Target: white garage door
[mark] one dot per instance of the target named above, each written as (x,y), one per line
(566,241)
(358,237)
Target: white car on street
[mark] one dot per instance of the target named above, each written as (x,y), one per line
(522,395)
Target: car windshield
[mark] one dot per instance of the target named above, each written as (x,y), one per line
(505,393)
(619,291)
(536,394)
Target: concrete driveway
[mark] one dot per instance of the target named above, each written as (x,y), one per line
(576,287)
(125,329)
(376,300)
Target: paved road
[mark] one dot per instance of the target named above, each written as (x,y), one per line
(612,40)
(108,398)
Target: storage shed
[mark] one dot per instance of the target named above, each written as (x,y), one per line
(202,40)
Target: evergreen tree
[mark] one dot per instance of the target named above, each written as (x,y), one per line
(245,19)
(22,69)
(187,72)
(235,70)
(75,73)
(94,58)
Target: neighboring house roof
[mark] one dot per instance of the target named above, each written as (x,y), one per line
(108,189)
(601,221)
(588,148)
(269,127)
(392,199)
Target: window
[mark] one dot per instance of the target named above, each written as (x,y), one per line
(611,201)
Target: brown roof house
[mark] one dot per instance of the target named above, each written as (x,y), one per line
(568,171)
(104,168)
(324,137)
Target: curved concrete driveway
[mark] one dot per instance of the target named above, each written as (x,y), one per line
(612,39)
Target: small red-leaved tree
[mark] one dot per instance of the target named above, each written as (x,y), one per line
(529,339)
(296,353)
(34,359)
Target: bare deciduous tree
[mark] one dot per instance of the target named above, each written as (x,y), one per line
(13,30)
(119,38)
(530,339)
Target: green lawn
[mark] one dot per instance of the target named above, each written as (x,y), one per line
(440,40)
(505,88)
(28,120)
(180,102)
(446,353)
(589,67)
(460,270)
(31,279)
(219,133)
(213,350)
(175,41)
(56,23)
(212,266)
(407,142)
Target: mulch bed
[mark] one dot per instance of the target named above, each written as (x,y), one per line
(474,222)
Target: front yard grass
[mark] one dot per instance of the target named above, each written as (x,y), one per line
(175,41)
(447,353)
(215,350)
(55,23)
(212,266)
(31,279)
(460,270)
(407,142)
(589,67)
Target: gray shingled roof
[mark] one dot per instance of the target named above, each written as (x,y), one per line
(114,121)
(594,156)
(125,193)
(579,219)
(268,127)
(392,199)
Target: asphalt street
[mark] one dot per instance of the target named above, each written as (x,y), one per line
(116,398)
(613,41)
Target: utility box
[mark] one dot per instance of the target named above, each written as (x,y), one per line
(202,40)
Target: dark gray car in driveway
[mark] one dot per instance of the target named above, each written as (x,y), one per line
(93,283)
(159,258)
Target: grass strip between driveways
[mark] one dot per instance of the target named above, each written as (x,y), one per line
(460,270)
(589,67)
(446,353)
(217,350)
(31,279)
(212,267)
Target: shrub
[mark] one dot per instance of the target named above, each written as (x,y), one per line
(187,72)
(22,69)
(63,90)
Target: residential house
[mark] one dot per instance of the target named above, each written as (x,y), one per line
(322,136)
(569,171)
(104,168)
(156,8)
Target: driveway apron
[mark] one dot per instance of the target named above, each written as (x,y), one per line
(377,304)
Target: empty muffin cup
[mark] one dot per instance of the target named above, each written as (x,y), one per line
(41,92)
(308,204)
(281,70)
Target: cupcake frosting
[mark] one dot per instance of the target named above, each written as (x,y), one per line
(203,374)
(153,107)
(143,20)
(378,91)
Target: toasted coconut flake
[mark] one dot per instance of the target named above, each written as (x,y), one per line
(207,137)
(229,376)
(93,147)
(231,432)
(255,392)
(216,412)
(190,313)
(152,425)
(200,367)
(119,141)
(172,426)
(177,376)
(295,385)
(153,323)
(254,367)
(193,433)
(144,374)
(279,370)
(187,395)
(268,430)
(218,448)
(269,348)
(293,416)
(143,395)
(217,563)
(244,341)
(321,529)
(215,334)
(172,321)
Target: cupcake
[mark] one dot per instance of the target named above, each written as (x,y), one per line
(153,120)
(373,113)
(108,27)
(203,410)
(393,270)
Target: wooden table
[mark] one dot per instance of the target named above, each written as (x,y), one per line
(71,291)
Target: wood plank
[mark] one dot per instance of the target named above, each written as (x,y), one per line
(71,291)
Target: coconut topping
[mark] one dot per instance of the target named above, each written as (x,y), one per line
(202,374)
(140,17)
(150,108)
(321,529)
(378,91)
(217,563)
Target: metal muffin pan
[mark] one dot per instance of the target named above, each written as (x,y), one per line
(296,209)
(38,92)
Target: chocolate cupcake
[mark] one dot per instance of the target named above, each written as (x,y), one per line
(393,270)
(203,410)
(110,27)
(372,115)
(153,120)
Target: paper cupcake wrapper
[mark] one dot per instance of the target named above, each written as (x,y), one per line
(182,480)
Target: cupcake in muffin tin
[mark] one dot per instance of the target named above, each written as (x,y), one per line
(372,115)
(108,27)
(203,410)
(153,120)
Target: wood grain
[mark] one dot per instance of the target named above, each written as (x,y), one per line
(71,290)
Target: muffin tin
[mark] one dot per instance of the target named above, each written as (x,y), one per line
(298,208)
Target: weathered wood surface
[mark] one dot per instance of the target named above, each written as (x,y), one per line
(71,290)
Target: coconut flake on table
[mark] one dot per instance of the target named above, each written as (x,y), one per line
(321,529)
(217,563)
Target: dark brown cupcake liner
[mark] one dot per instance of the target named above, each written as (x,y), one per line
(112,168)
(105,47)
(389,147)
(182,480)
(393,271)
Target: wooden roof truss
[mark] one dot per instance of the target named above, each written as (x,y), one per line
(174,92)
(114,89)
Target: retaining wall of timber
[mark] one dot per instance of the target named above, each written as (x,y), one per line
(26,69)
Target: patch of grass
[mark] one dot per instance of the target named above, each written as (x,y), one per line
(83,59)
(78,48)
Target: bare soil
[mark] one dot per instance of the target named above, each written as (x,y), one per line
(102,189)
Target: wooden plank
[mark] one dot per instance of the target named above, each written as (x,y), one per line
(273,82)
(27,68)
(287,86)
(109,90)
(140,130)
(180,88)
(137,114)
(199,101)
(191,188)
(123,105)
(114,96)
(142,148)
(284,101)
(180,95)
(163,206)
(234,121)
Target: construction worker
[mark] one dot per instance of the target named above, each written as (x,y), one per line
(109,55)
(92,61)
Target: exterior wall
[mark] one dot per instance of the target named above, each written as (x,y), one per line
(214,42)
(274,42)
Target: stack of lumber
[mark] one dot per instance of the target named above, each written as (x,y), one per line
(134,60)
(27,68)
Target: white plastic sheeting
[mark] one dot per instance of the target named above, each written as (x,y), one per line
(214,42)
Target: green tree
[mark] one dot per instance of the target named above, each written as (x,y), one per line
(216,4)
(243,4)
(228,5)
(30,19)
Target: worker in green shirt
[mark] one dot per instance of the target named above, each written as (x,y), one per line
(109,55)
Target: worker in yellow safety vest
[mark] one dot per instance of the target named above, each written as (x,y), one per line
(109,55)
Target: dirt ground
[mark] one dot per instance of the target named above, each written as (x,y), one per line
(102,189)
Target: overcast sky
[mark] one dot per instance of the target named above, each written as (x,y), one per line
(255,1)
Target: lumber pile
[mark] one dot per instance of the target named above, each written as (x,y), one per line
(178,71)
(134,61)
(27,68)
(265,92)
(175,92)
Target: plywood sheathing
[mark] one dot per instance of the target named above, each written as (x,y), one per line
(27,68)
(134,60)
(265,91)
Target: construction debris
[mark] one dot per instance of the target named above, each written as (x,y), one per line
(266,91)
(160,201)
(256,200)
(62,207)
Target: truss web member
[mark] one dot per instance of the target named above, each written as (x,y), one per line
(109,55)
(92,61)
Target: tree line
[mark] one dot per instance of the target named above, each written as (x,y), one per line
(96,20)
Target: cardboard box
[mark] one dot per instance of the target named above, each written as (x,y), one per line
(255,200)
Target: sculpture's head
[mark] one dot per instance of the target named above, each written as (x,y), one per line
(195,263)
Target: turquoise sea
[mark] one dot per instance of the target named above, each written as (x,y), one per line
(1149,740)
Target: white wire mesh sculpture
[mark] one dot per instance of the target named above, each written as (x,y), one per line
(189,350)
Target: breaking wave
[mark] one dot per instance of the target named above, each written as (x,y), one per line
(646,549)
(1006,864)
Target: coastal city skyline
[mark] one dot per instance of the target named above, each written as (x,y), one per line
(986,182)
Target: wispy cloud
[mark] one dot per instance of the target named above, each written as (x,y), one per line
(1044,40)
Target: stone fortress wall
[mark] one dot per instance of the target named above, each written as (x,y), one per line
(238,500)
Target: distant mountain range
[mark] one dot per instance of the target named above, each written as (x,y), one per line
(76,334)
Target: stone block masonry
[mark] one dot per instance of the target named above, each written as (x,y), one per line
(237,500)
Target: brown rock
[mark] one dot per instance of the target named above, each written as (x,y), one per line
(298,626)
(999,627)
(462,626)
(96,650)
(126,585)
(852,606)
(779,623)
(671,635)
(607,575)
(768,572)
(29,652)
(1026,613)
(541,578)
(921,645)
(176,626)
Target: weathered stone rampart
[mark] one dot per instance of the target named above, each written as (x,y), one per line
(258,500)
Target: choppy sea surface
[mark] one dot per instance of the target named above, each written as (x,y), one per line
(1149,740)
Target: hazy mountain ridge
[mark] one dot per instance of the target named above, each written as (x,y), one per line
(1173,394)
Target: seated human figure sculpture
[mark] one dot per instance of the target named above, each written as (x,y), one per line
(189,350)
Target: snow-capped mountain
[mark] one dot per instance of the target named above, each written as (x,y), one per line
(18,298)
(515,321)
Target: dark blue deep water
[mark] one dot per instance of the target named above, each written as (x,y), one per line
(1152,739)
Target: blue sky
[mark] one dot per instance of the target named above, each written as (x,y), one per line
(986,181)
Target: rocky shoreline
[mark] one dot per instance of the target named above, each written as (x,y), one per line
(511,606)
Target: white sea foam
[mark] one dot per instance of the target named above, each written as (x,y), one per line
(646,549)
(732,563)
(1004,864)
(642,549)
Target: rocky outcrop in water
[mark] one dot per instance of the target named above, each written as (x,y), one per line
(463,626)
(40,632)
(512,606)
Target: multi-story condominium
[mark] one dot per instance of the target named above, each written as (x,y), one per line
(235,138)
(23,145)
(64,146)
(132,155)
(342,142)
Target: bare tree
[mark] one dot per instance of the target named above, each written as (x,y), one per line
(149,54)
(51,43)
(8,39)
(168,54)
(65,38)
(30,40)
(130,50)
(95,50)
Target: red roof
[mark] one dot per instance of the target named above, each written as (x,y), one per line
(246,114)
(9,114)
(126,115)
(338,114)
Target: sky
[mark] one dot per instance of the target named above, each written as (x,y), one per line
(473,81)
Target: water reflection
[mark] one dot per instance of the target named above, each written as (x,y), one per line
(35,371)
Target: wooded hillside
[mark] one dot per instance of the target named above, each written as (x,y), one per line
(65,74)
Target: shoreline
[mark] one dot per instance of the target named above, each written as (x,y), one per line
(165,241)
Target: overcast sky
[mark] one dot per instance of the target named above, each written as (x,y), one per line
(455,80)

The problem:
Within the data above, the span starting at the line containing "Target: neighboring house roof" and ending at the line containing "Target: shrub" is to be retyped exactly, with no other lines.

Exercise answer:
Target: neighboring house roof
[mark] one dot per instance of the target named above, each written as (x,y), one per line
(108,189)
(601,221)
(588,148)
(269,127)
(392,199)
Target: window
[mark] one dot per instance of the target named above, each written as (x,y), one per line
(611,201)
Target: brown roof house
[mark] one dot per instance of the target named above, each written as (x,y), one per line
(568,171)
(104,168)
(324,137)
Target: curved concrete driveway
[mark] one dot per instance of the target named above, each written as (x,y), one per line
(612,39)
Target: small red-leaved tree
[mark] one dot per instance of the target named above, each written as (x,y), one per line
(529,339)
(296,353)
(34,359)
Target: bare deciduous tree
[mark] one dot per instance of the target named above, each written as (x,y), one per line
(13,30)
(119,38)
(530,339)
Target: green lawn
[mark] one dot per instance of the target named above, each written as (x,y), one per line
(440,40)
(505,88)
(28,120)
(180,102)
(446,353)
(589,67)
(460,270)
(31,279)
(219,133)
(213,350)
(175,41)
(56,23)
(212,266)
(407,142)
Target: mulch bed
[mark] one dot per instance of the target named above, each written as (x,y), one per line
(474,222)
Target: front yard grass
[mark] one dot per instance of the target named above, each written as (x,y), one per line
(175,41)
(447,353)
(215,350)
(55,23)
(212,266)
(31,279)
(460,270)
(407,142)
(589,67)
Target: gray shingled roof
[mark] one dot per instance of the target named above, each written as (x,y), one per line
(114,121)
(594,156)
(125,193)
(579,219)
(268,127)
(392,199)
Target: asphalt street
[mark] one dot per instance of the target named above, each written as (x,y), one per line
(116,398)
(613,41)
Target: utility box
[mark] one dot per instance of the target named above, each written as (x,y), one per line
(202,40)
Target: dark gray car in driveway
[mark] one dot per instance of the target named above, each written as (x,y), one per line
(93,283)
(159,258)
Target: grass strip between driveways
[mark] one dot per instance of the target named above, each written as (x,y), one per line
(460,270)
(589,67)
(446,353)
(217,350)
(31,279)
(212,267)
Target: shrub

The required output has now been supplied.